What the exercise asks:
Which lines belong in your copy? Those from the start of the data through the line with "target: fingernail", exactly as written, without any pictures.

Information shown:
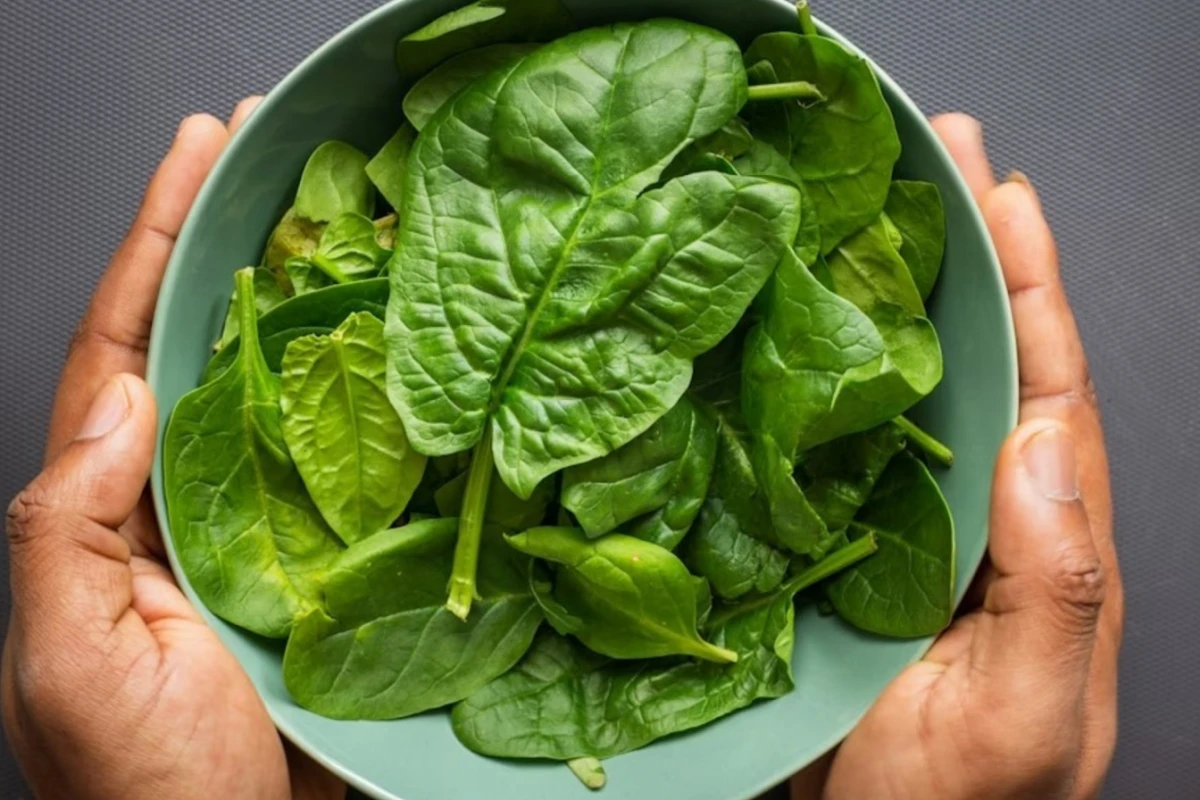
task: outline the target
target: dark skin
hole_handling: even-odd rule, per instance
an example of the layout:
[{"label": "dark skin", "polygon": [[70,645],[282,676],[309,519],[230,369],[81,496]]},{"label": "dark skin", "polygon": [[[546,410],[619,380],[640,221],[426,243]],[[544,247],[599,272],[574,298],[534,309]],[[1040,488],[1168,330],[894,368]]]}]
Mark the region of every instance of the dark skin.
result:
[{"label": "dark skin", "polygon": [[[45,470],[9,509],[3,720],[41,798],[345,796],[281,739],[180,592],[145,495],[158,287],[204,177],[256,104],[228,126],[201,115],[180,127],[72,343]],[[967,613],[793,794],[1092,797],[1115,739],[1122,617],[1099,415],[1036,195],[1021,180],[996,186],[973,120],[934,124],[1004,266],[1022,425],[997,462],[990,563]]]}]

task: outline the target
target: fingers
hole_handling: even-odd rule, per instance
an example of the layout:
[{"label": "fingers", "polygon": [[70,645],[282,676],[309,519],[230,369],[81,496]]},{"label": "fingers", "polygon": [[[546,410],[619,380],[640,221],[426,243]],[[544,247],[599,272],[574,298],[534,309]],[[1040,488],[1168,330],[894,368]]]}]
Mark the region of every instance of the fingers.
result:
[{"label": "fingers", "polygon": [[106,380],[119,372],[145,371],[163,270],[192,201],[228,138],[225,126],[211,116],[188,117],[180,126],[75,334],[51,415],[47,461],[75,438],[89,401]]},{"label": "fingers", "polygon": [[[992,488],[988,587],[972,664],[1007,696],[1079,703],[1105,599],[1104,567],[1080,502],[1075,445],[1054,420],[1005,442]],[[1054,708],[1057,719],[1070,709]]]},{"label": "fingers", "polygon": [[142,495],[155,439],[154,397],[118,375],[78,437],[8,511],[14,624],[111,626],[130,604],[130,545],[114,529]]},{"label": "fingers", "polygon": [[975,195],[976,202],[996,185],[992,165],[983,147],[983,126],[966,114],[940,114],[931,121],[950,157]]},{"label": "fingers", "polygon": [[229,117],[230,136],[238,132],[238,129],[246,123],[246,120],[250,118],[250,115],[254,113],[254,109],[258,108],[262,101],[262,95],[252,94],[237,104],[233,109],[233,114]]},{"label": "fingers", "polygon": [[288,740],[283,740],[292,800],[343,800],[346,784],[342,779],[313,761]]}]

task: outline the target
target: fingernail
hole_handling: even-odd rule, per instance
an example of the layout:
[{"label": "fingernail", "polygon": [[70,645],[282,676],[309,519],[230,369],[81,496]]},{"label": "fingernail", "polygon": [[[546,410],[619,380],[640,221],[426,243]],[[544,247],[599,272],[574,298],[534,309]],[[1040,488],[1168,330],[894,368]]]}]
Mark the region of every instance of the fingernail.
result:
[{"label": "fingernail", "polygon": [[92,407],[88,409],[76,441],[99,439],[111,433],[129,416],[129,396],[120,378],[110,378],[100,388]]},{"label": "fingernail", "polygon": [[1025,472],[1048,500],[1079,498],[1075,472],[1075,443],[1061,425],[1052,423],[1025,442],[1021,450]]}]

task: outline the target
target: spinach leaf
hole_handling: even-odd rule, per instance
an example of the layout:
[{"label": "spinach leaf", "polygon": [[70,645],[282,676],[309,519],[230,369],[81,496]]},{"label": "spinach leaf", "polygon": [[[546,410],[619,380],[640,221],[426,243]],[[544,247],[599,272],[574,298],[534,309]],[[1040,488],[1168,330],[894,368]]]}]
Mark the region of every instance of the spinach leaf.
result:
[{"label": "spinach leaf", "polygon": [[289,208],[267,239],[263,266],[275,273],[277,278],[286,278],[287,262],[312,255],[324,229],[324,223],[304,219],[296,213],[295,208]]},{"label": "spinach leaf", "polygon": [[811,553],[828,531],[796,483],[791,460],[769,436],[755,440],[750,458],[771,519],[770,534],[758,538],[798,555]]},{"label": "spinach leaf", "polygon": [[768,33],[746,51],[766,62],[771,82],[804,81],[823,100],[759,101],[747,109],[751,130],[788,158],[817,209],[821,252],[879,216],[887,200],[900,138],[871,66],[821,36]]},{"label": "spinach leaf", "polygon": [[254,271],[237,273],[240,347],[229,369],[184,395],[163,440],[164,494],[179,563],[217,616],[286,636],[314,606],[341,545],[292,463],[279,379],[258,344]]},{"label": "spinach leaf", "polygon": [[937,283],[946,249],[941,192],[925,181],[892,181],[883,210],[900,234],[900,257],[924,300]]},{"label": "spinach leaf", "polygon": [[411,78],[465,50],[501,42],[546,42],[574,29],[575,19],[560,0],[478,0],[401,39],[396,64]]},{"label": "spinach leaf", "polygon": [[830,530],[850,524],[904,444],[904,431],[887,422],[804,454],[799,467],[804,493]]},{"label": "spinach leaf", "polygon": [[375,213],[375,188],[367,178],[367,155],[339,141],[321,144],[300,175],[294,208],[312,222],[332,222],[342,214]]},{"label": "spinach leaf", "polygon": [[388,402],[383,323],[351,314],[283,357],[283,438],[329,527],[353,544],[396,521],[425,471]]},{"label": "spinach leaf", "polygon": [[632,442],[568,467],[562,504],[588,536],[620,528],[672,550],[708,494],[716,446],[715,421],[685,396]]},{"label": "spinach leaf", "polygon": [[397,214],[404,211],[404,176],[408,171],[408,154],[416,138],[413,126],[404,123],[364,168],[371,183]]},{"label": "spinach leaf", "polygon": [[287,273],[288,280],[292,282],[292,292],[296,295],[337,286],[337,282],[333,278],[307,258],[289,258],[284,262],[283,270]]},{"label": "spinach leaf", "polygon": [[[263,267],[254,268],[254,307],[258,313],[265,314],[275,306],[287,300],[287,295],[283,293],[283,287],[279,285],[279,281],[275,279],[275,274],[269,269]],[[238,335],[238,319],[240,318],[238,309],[237,289],[234,289],[233,299],[229,301],[229,311],[225,314],[225,325],[221,329],[221,338],[217,341],[216,348],[220,350],[225,345],[232,342]]]},{"label": "spinach leaf", "polygon": [[620,533],[588,539],[577,528],[531,528],[507,539],[560,565],[554,599],[579,620],[571,633],[597,653],[737,661],[736,653],[700,637],[697,583],[671,551]]},{"label": "spinach leaf", "polygon": [[[325,226],[312,255],[289,259],[285,264],[296,293],[304,294],[332,283],[378,277],[392,255],[390,250],[380,246],[379,233],[375,223],[361,214],[338,216]],[[313,280],[318,272],[329,280],[329,284]],[[297,284],[297,280],[302,283]]]},{"label": "spinach leaf", "polygon": [[871,633],[929,636],[954,610],[954,521],[937,482],[908,453],[892,459],[850,538],[868,534],[879,552],[838,576],[829,599],[842,619]]},{"label": "spinach leaf", "polygon": [[[258,320],[259,346],[267,369],[271,372],[282,369],[284,351],[293,340],[328,334],[356,311],[382,317],[387,298],[387,279],[375,278],[330,286],[280,303]],[[204,369],[201,383],[209,383],[228,369],[237,358],[239,346],[239,340],[234,338],[218,350]]]},{"label": "spinach leaf", "polygon": [[528,496],[644,431],[795,238],[782,184],[706,172],[642,194],[733,117],[744,80],[736,45],[711,29],[595,28],[489,74],[417,138],[388,388],[419,451],[475,448],[451,589],[462,613],[493,458]]},{"label": "spinach leaf", "polygon": [[454,707],[454,734],[508,758],[611,758],[792,690],[792,597],[739,609],[710,628],[734,664],[621,661],[543,631],[512,671]]},{"label": "spinach leaf", "polygon": [[571,768],[575,777],[579,778],[579,782],[589,789],[603,789],[604,784],[608,782],[608,776],[604,774],[604,765],[598,758],[572,758],[567,762],[567,766]]},{"label": "spinach leaf", "polygon": [[381,531],[350,547],[320,582],[324,606],[297,620],[283,657],[296,702],[335,719],[395,719],[466,697],[529,648],[541,612],[528,559],[495,530],[467,622],[445,608],[457,520]]},{"label": "spinach leaf", "polygon": [[[411,123],[405,127],[410,131],[414,128],[418,131],[423,129],[429,120],[433,119],[433,115],[463,89],[492,70],[511,66],[540,46],[494,44],[459,53],[434,67],[429,74],[414,83],[404,96],[404,115]],[[411,141],[410,135],[410,144]]]},{"label": "spinach leaf", "polygon": [[796,257],[807,266],[812,266],[821,257],[821,225],[817,219],[816,209],[804,189],[804,181],[792,169],[792,165],[779,151],[759,139],[750,142],[750,147],[738,156],[733,167],[741,175],[755,178],[770,178],[795,186],[800,192],[801,213],[800,228],[796,231],[796,241],[792,249]]},{"label": "spinach leaf", "polygon": [[[442,456],[448,458],[448,456]],[[443,517],[457,517],[462,510],[463,497],[467,491],[467,471],[464,469],[446,481],[434,493],[437,511]],[[532,528],[546,517],[546,509],[554,495],[554,480],[547,478],[538,484],[528,498],[522,500],[512,493],[503,482],[492,487],[488,493],[487,510],[483,520],[506,531],[523,531]]]},{"label": "spinach leaf", "polygon": [[655,187],[672,178],[715,169],[727,175],[737,175],[733,160],[750,148],[754,137],[746,123],[734,117],[718,130],[689,144],[667,165]]}]

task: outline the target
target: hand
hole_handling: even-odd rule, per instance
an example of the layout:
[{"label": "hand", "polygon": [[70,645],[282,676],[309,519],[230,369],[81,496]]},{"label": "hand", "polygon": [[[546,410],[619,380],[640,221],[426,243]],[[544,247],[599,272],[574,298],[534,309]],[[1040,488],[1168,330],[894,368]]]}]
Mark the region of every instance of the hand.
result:
[{"label": "hand", "polygon": [[75,336],[47,466],[8,511],[13,614],[4,727],[40,798],[333,798],[280,740],[249,678],[164,566],[140,376],[167,258],[227,130],[184,121]]},{"label": "hand", "polygon": [[[965,613],[823,765],[824,797],[1090,798],[1116,739],[1123,612],[1100,416],[1033,188],[1017,174],[996,185],[975,120],[934,127],[1000,255],[1021,426],[996,462],[989,563]],[[821,772],[797,776],[793,797]]]}]

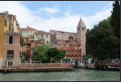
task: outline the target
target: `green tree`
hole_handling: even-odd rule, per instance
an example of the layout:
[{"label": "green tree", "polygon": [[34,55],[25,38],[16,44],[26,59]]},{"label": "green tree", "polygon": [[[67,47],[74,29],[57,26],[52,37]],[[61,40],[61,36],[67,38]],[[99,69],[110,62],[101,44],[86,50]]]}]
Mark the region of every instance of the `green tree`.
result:
[{"label": "green tree", "polygon": [[50,48],[48,50],[48,60],[59,60],[65,57],[65,50],[58,50],[57,48]]},{"label": "green tree", "polygon": [[[114,35],[118,37],[117,47],[120,50],[120,4],[119,1],[115,1],[113,3],[113,11],[111,15],[111,22],[110,22],[112,29],[114,30]],[[120,51],[117,52],[120,57]]]},{"label": "green tree", "polygon": [[[109,18],[108,18],[109,19]],[[106,19],[95,25],[93,29],[86,33],[86,50],[94,57],[104,57],[106,54],[114,55],[119,51],[118,38],[113,35],[110,22]]]},{"label": "green tree", "polygon": [[113,3],[113,11],[111,15],[110,24],[114,30],[114,35],[120,39],[120,4],[119,4],[119,1],[115,1],[115,3]]},{"label": "green tree", "polygon": [[47,60],[47,52],[51,46],[47,44],[37,45],[37,47],[33,50],[33,60],[43,61]]}]

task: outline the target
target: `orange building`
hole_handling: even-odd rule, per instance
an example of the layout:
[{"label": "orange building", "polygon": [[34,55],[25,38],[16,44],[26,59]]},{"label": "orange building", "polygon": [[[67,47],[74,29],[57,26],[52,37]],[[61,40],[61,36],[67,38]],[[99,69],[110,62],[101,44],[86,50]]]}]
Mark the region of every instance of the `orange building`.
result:
[{"label": "orange building", "polygon": [[53,47],[56,47],[59,50],[65,50],[65,58],[72,59],[81,59],[81,44],[73,40],[56,40]]}]

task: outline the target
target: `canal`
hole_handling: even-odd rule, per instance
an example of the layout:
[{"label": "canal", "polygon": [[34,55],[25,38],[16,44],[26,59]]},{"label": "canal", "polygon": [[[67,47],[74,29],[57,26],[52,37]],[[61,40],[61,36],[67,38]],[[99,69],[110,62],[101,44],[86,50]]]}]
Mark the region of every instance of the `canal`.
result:
[{"label": "canal", "polygon": [[120,71],[75,69],[65,72],[1,73],[0,81],[120,81]]}]

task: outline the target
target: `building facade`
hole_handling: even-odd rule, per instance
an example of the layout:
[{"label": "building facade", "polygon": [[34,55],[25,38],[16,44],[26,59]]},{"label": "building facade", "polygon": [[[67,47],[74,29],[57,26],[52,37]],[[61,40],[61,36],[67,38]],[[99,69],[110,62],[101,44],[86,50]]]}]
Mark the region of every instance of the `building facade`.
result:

Answer section:
task: outline the target
target: dark skin
hole_handling: even-odd rule, per instance
an example of the layout:
[{"label": "dark skin", "polygon": [[70,645],[282,676],[309,519],[230,369],[81,496]]},{"label": "dark skin", "polygon": [[[546,410],[619,380],[640,221],[426,243]],[[544,247],[599,272],[574,298],[534,309]],[[1040,488],[1168,330],[894,368]]]}]
Mark the region of every instance of the dark skin.
result:
[{"label": "dark skin", "polygon": [[[45,470],[9,509],[3,720],[41,798],[345,796],[281,739],[180,592],[145,495],[158,287],[204,177],[256,104],[228,126],[201,115],[180,127],[72,343]],[[967,613],[793,794],[1092,797],[1115,739],[1122,617],[1099,415],[1036,195],[1021,180],[996,186],[973,120],[934,124],[1004,266],[1022,425],[997,462],[990,563]]]}]

task: outline the target
target: fingers
hole_handling: even-odd rule, per instance
an example of the layout:
[{"label": "fingers", "polygon": [[70,645],[282,676],[309,519],[230,369],[81,496]]},{"label": "fingers", "polygon": [[[546,410],[619,380],[640,221],[426,243]],[[544,247],[599,272],[574,298],[534,309]],[[1040,488],[1168,330],[894,368]]]}]
Mark the region of every instance of the fingers.
result:
[{"label": "fingers", "polygon": [[106,380],[119,372],[145,371],[163,270],[192,201],[228,138],[225,126],[211,116],[188,117],[180,126],[75,334],[51,415],[47,461],[75,438],[89,401]]},{"label": "fingers", "polygon": [[[992,488],[988,587],[972,664],[1007,696],[1079,703],[1105,599],[1104,567],[1080,502],[1075,445],[1054,420],[1005,442]],[[1054,708],[1057,719],[1070,709]]]},{"label": "fingers", "polygon": [[142,495],[155,439],[154,397],[118,375],[78,437],[8,511],[14,624],[111,626],[130,604],[130,545],[114,529]]},{"label": "fingers", "polygon": [[975,195],[976,202],[996,185],[992,165],[983,147],[983,126],[966,114],[940,114],[931,121],[950,157]]},{"label": "fingers", "polygon": [[229,117],[230,136],[238,132],[238,129],[246,123],[246,120],[250,118],[250,115],[254,113],[254,109],[258,108],[262,101],[262,95],[252,94],[237,104],[233,109],[233,114]]},{"label": "fingers", "polygon": [[288,740],[283,740],[292,800],[343,800],[346,784],[342,779],[313,761]]}]

task: outline the target
target: fingernail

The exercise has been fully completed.